» **Required task 1**
In the post about the family's move to Florida, how many years has the writer lived in FL?
» **Required task 2**
Write out the part of the rows that opens with the line containing "Practice. Locate the white facade" and runs through the end of the rows, requests included. Offset every coordinate in the answers by -78.

I am from a small town up north and I now reside in FL. I grew up in the small town and moved to FL when I turned 18. I didn't do well in college up north so I moved to FL to be with my oldest sister and go to college down here. I have lived in FL for 6 years now. My family decided to all move down here about 3 years ago. My middle sister moved here, then my mom and dad. They say that they did this for me...but that is a lot of burden on me. It isn't fair because every time something goes wrong in FL for them, they blame it on the move and indirectly I feel the blame. Plus my mother is always talking about how she misses up north. This makes me feel awful.

 

They let me move in with them to finish my bachelors degree and now my masters. I appreciate it greatly. I recently started working a part time job unrelated to my field of study and this made my mother fly off the handle with rage. She hates it that I work. She hates it even more when I go out with my friends. I'm 25 years old and this seems ridiculous to me since I lived in a state 1,000 miles away for 4 years before them being here. I always call her and tell her that I am ok even at 2am. What's worse is that she calls me a hoe and says that I am a lesbian for hanging out with my gay friends. I'm 25 years old!!! So what if I am a lesbian! Would she love me less? I'm not a lesbian, but seriously I think it would kill her. She hates it when I have a BF. If I do and she finds out, she won't talk to me for days! (I do date a lot of guys compared to my sisters and my mom before my dad.)

» **Data section**
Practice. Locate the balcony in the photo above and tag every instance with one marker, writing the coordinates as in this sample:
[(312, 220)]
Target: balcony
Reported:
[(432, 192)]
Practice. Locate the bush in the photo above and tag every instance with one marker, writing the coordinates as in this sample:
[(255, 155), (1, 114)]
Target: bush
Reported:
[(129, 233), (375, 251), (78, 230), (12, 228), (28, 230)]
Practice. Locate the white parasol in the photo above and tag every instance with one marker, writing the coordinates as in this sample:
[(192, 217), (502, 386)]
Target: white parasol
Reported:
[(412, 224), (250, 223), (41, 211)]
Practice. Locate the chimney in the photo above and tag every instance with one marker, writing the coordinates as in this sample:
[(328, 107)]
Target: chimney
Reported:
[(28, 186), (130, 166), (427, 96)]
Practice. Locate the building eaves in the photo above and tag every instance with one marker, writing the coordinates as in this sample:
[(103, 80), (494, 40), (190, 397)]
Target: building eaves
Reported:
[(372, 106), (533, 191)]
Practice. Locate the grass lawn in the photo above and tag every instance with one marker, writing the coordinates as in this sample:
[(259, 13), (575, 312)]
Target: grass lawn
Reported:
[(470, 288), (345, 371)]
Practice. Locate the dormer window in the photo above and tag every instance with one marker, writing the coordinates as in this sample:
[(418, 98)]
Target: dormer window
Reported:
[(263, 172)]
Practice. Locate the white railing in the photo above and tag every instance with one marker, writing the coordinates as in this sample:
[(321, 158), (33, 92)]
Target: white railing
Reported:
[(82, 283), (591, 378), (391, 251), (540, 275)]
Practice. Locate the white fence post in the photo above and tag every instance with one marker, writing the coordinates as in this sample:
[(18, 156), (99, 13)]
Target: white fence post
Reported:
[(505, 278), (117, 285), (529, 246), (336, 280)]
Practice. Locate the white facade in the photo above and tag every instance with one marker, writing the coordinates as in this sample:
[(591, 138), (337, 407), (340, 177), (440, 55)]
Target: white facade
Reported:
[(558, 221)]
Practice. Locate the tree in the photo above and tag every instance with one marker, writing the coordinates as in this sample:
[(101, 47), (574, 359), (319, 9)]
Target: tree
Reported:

» **Right answer 1**
Six years.

» **Right answer 2**
Practice. Locate the white facade in the photo above and tag every instance with one marker, writing the coordinates as in this sample:
[(591, 138), (337, 407), (340, 177), (440, 55)]
Target: white facade
Reported:
[(480, 143)]
Practice. Locate the tree in the photo above and tag every instance with one marker, writing the coordinates as in this sample:
[(101, 47), (574, 359), (319, 9)]
Target: tree
Reported:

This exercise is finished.